→ **Written task**
Report each line of the data that contains the string "negative", matching its case exactly.

+ + + +

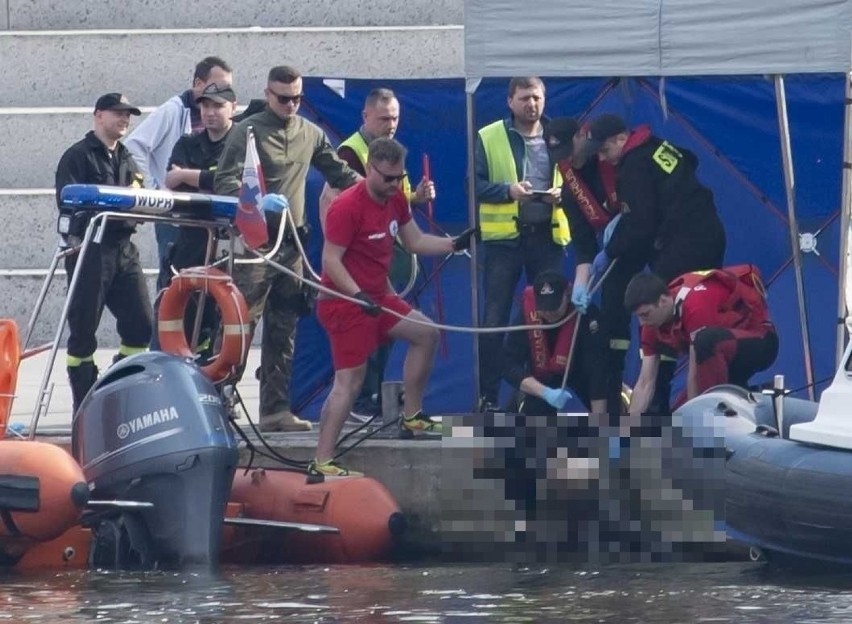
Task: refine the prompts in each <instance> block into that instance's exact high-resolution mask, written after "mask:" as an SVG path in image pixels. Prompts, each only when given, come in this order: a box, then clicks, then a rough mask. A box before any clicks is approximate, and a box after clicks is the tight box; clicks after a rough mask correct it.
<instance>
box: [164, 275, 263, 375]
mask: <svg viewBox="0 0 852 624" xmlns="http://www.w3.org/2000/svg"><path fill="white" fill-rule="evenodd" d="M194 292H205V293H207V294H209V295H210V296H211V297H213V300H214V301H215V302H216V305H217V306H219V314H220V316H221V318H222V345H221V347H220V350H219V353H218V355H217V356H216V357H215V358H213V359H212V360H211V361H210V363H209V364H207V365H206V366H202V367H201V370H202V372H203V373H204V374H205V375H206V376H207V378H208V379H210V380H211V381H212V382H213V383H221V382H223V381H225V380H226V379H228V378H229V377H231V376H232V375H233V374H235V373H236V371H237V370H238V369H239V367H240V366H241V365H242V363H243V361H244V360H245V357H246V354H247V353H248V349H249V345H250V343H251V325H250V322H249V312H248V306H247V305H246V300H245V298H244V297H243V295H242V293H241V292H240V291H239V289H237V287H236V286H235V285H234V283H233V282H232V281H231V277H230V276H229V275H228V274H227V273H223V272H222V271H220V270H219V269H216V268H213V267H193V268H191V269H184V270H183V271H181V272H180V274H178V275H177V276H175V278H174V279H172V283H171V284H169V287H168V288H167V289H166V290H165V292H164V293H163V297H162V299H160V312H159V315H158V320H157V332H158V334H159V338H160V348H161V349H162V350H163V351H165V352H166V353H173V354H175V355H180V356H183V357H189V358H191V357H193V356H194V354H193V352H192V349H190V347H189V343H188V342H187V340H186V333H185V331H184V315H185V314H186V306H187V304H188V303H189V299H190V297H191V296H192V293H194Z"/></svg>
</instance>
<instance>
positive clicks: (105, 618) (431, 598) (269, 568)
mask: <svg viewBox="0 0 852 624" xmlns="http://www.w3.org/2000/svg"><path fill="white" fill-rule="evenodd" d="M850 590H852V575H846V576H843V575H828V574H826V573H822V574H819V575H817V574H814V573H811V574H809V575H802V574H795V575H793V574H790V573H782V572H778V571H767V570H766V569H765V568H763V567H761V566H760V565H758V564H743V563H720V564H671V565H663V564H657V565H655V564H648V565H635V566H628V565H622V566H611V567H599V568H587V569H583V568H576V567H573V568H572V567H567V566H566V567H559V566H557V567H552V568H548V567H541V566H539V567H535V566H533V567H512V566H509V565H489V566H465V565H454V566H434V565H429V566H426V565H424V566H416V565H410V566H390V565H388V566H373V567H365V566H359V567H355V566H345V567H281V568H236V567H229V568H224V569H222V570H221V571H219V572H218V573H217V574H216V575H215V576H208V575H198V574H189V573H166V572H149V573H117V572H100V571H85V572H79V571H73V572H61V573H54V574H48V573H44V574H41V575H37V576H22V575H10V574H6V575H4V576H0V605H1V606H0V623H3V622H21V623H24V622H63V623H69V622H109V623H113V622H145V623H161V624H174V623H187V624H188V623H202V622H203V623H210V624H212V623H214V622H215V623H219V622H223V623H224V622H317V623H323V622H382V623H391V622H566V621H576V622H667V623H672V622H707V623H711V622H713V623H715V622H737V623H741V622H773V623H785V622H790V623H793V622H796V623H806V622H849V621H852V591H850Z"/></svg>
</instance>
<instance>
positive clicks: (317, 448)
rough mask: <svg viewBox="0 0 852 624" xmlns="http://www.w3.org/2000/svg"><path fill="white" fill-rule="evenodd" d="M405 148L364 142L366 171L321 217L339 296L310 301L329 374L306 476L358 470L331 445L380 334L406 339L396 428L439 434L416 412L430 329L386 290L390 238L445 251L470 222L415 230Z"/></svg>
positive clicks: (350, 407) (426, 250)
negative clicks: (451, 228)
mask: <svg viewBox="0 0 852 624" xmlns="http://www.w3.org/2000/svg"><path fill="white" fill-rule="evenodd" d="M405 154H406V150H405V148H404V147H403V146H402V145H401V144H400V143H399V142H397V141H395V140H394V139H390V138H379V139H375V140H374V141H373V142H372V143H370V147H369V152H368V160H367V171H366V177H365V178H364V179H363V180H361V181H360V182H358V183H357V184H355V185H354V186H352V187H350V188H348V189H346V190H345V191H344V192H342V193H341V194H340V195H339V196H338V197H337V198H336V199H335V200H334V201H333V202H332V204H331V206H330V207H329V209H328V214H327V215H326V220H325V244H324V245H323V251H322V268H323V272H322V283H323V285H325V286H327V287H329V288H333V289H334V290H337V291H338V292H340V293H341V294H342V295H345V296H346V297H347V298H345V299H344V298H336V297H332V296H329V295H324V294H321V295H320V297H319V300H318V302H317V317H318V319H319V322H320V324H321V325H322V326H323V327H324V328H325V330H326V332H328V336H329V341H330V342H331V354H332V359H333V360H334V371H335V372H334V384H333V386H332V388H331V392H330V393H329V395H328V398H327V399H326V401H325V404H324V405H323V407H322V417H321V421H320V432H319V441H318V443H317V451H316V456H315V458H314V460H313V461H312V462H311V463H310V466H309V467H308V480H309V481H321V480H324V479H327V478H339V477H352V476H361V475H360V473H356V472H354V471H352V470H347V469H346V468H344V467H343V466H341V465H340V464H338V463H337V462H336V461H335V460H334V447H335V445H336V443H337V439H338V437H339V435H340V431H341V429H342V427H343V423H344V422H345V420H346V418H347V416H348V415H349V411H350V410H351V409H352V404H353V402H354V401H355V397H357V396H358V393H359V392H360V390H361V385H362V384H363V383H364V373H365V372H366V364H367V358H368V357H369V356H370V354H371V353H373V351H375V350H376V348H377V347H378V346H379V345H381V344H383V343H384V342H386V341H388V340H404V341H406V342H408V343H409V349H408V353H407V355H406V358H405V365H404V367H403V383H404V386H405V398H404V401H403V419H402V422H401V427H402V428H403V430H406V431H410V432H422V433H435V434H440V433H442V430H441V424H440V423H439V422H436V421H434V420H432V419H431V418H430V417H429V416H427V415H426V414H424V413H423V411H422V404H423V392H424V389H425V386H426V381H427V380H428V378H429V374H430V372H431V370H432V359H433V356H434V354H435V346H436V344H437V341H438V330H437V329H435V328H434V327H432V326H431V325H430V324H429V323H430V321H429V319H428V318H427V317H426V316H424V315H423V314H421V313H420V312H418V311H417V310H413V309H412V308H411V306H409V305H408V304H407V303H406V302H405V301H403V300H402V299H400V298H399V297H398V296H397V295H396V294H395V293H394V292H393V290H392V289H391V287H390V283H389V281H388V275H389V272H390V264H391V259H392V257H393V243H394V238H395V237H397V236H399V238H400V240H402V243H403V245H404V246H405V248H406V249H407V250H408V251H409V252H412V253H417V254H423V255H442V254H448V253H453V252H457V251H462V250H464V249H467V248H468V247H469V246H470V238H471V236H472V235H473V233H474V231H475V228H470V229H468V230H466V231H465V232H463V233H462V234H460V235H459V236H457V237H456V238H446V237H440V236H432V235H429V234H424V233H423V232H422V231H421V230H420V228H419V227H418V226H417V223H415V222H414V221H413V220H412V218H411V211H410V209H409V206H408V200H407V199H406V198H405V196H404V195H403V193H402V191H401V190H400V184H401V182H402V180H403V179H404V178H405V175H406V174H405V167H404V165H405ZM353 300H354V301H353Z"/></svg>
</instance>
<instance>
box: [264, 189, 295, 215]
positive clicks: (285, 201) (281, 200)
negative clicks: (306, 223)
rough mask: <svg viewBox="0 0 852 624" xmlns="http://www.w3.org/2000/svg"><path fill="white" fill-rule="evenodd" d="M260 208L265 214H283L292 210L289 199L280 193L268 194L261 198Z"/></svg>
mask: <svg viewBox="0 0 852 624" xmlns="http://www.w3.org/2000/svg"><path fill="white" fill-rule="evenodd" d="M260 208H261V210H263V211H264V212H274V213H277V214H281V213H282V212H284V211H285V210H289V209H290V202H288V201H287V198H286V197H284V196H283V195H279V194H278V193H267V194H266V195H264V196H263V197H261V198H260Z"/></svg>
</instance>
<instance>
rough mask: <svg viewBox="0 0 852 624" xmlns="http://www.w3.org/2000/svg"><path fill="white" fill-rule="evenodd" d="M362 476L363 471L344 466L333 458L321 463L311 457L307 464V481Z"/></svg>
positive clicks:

+ + + +

→ **Answer to the exercise**
negative clicks: (451, 228)
negative clicks: (306, 223)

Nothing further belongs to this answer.